Task instructions >>
Show every line of the records below that contains the string "handrail", copying each such line in full.

[Point annotations for photos]
—————

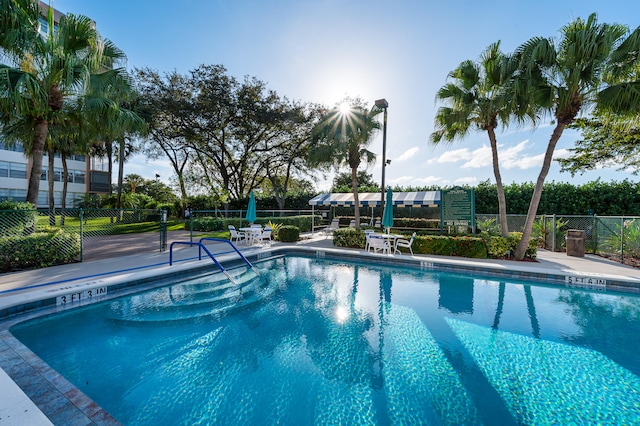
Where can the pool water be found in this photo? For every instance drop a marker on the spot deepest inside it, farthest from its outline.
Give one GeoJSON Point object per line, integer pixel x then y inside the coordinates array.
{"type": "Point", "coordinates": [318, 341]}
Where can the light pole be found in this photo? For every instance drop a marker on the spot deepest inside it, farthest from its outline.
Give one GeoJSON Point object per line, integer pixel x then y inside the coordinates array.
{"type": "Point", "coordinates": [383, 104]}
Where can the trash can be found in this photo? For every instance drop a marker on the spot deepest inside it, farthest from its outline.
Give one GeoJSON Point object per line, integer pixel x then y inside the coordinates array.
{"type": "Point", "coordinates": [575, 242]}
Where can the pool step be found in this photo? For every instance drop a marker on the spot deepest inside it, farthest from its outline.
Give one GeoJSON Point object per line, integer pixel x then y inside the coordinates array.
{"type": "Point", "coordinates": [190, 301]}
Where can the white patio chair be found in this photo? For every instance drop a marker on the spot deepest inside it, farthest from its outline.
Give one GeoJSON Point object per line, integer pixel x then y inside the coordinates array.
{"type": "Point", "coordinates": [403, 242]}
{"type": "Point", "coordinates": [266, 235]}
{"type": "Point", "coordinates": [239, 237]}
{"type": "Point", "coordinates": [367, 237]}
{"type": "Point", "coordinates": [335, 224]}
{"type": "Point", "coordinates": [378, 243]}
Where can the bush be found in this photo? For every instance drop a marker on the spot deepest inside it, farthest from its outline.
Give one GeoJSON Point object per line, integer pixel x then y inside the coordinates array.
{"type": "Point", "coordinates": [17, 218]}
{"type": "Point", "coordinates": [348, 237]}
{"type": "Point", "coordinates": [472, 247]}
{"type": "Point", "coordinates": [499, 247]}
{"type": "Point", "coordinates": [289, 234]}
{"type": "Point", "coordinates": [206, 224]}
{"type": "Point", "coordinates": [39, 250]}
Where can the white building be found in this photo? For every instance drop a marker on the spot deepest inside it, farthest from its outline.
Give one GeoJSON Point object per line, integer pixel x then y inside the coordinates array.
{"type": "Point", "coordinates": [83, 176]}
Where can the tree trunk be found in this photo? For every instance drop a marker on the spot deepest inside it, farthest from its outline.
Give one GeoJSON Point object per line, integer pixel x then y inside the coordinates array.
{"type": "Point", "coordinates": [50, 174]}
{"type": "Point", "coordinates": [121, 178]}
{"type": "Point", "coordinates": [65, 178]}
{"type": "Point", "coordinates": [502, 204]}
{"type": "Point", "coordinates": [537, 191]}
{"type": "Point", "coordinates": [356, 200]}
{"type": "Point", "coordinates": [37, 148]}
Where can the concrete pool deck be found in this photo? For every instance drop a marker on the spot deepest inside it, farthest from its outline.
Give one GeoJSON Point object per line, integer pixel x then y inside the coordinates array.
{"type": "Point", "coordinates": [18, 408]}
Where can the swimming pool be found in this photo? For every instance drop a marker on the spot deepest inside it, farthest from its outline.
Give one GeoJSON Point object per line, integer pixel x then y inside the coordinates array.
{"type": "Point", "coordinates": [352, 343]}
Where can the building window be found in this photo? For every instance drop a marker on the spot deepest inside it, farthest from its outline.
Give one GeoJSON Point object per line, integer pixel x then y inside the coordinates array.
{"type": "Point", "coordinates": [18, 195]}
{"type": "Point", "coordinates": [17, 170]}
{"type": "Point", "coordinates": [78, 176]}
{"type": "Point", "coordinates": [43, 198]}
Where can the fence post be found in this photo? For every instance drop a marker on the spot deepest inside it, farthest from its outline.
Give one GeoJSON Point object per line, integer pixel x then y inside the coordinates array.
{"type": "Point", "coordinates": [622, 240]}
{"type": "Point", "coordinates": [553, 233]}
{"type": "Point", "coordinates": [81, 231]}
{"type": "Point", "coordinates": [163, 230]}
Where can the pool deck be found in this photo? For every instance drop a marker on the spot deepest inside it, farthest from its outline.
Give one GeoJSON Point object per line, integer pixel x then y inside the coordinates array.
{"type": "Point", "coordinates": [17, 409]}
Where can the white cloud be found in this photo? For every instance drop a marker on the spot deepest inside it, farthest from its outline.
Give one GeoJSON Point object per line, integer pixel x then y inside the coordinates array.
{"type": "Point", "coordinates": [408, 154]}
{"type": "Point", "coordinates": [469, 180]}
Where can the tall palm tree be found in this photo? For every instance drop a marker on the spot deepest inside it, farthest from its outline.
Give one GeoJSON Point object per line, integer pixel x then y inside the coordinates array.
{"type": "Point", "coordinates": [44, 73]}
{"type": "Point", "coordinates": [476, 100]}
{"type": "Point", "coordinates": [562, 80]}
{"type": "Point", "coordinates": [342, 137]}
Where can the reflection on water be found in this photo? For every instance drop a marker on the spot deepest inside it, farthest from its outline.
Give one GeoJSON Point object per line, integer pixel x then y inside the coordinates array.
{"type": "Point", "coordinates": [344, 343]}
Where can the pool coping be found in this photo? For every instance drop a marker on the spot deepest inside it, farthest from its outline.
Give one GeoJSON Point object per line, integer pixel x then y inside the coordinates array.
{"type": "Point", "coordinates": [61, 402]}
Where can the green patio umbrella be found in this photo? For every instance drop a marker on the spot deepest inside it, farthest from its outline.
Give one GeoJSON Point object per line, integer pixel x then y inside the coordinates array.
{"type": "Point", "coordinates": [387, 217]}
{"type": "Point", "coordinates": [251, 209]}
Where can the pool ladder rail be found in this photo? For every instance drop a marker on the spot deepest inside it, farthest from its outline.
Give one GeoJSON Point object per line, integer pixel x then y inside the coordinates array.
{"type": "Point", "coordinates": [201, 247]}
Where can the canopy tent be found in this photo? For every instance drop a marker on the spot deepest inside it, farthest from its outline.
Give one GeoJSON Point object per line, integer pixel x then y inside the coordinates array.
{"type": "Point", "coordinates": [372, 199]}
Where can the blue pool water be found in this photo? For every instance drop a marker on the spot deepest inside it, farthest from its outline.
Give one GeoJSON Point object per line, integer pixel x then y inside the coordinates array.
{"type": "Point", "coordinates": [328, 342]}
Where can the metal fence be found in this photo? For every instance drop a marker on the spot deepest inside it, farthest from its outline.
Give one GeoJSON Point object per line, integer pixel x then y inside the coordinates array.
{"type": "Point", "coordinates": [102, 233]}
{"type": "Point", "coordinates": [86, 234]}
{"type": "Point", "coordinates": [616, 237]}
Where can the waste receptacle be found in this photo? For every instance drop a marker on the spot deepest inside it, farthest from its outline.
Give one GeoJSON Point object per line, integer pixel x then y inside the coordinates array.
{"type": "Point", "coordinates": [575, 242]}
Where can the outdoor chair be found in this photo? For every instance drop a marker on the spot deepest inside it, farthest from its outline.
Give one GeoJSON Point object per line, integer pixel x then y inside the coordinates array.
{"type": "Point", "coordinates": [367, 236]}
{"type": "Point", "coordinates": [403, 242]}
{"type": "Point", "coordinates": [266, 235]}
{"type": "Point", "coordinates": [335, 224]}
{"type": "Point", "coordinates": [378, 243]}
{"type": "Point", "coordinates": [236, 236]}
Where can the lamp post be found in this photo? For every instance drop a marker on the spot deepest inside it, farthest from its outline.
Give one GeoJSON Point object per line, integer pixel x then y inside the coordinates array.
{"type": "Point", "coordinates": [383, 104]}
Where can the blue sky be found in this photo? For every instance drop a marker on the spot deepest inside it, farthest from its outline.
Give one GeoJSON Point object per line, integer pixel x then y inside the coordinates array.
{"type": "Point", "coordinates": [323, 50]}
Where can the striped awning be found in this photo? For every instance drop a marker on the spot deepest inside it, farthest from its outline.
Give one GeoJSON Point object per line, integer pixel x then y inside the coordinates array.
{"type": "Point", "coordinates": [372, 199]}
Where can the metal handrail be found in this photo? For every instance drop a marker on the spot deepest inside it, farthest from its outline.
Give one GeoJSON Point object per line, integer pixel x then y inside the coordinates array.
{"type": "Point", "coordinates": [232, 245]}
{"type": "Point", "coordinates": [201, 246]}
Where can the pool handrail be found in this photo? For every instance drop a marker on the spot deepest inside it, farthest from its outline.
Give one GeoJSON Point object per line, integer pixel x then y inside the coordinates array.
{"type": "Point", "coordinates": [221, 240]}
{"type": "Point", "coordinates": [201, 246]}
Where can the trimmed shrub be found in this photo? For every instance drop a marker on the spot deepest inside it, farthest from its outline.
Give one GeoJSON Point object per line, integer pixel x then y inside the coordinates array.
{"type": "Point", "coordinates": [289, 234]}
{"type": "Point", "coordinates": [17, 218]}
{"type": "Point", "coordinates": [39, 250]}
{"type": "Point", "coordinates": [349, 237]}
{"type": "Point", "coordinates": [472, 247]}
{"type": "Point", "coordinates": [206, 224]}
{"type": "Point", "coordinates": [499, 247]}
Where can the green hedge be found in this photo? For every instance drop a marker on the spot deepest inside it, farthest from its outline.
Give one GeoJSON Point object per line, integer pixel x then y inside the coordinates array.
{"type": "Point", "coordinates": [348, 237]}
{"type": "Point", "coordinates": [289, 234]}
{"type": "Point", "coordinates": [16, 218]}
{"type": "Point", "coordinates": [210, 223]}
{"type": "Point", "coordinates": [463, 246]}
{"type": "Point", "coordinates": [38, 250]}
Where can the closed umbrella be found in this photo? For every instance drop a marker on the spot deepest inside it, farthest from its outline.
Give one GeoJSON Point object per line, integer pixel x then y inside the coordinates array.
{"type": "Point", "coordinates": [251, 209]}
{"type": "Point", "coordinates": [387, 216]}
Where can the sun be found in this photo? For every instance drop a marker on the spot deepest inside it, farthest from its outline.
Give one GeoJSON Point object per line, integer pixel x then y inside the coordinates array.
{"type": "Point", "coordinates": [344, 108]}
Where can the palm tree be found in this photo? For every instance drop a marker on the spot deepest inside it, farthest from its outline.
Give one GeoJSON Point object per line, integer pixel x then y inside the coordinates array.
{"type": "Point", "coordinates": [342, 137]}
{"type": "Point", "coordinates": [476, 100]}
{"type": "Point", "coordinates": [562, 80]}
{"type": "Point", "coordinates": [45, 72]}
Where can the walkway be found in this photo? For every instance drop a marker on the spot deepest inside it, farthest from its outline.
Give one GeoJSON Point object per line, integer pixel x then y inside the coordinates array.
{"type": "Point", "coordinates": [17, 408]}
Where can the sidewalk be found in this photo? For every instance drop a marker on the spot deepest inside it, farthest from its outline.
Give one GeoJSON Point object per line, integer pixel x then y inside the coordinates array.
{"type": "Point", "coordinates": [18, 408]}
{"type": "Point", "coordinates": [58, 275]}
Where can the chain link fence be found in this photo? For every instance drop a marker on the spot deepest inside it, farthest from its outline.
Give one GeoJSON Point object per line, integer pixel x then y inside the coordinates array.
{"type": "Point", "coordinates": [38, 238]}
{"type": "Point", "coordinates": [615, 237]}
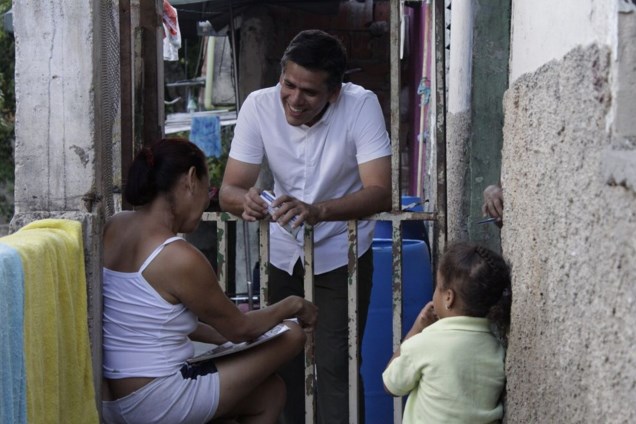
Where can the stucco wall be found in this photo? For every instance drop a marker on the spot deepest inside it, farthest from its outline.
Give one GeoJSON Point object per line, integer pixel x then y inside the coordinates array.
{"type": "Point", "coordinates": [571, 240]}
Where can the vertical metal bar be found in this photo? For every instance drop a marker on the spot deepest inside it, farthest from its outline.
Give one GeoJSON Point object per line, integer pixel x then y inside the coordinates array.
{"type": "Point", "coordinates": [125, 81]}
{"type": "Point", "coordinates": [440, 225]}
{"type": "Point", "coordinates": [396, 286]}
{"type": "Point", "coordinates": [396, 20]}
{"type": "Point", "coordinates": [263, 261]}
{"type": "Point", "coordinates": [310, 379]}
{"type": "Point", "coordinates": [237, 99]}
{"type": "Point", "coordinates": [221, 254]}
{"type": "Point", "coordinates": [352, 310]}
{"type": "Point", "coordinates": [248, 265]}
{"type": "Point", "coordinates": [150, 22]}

—————

Solution to this problem >>
Where can the metal handrail be found in this photo? For every instance drop a marker on the spot deepest inside it, farthest from its outline.
Where can the pool handrail be found in this photo? For every instance drop a marker on the spot deepest inside it, farthest from its outline.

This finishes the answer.